Start of Block

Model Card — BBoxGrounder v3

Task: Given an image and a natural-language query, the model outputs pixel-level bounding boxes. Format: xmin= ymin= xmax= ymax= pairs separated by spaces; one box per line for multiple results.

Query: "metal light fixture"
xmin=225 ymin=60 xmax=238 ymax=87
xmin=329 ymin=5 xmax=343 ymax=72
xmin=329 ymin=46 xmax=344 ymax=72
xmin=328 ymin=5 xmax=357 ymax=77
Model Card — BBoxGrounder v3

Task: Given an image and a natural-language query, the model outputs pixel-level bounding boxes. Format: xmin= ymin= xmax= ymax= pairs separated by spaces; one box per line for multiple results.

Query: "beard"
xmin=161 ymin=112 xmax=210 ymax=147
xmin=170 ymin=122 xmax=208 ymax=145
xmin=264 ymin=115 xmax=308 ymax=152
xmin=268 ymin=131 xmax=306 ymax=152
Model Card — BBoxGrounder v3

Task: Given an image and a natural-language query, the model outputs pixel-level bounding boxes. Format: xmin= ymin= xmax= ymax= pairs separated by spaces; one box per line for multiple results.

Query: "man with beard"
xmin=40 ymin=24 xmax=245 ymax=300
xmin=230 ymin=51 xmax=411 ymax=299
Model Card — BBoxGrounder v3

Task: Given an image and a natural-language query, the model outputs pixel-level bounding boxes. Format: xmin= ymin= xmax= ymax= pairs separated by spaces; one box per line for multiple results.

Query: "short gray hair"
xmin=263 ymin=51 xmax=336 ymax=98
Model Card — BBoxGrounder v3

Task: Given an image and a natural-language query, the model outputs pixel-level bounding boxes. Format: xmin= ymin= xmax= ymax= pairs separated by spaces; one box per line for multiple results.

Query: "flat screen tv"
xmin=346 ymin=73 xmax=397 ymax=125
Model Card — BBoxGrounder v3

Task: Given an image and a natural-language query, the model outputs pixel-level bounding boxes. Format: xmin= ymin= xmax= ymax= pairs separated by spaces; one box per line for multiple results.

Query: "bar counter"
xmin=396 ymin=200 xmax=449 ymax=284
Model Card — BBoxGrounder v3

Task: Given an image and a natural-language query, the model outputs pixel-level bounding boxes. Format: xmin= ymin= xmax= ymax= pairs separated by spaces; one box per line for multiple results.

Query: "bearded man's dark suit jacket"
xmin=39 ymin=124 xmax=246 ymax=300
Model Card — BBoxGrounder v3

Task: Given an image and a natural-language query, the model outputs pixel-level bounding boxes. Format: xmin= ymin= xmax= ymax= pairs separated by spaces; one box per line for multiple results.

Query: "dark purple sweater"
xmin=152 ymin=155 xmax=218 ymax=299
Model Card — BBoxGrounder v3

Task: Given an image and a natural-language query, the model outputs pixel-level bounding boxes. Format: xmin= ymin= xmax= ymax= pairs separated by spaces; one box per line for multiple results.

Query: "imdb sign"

End of Block

The task here is to output the line with "man's dark suit" and all lines after it to the end of the records above, exactly and only those.

Query: "bearded man's dark suit jacket"
xmin=39 ymin=124 xmax=246 ymax=300
Model Card — BBoxGrounder v3

Task: Given an image and a natural-language query, the model outputs pixel-level bounding boxes. Format: xmin= ymin= xmax= ymax= pairs separated by spaces; one box per line for multiple results.

Query: "dark purple sweater"
xmin=152 ymin=155 xmax=218 ymax=299
Model Card — BBoxGrounder v3

Task: Given an image and a natural-language query, the model outputs pixel-level bounding boxes. Format: xmin= ymin= xmax= ymax= pairs separated by spaces; one box per line for multiple results.

Query: "imdb sign"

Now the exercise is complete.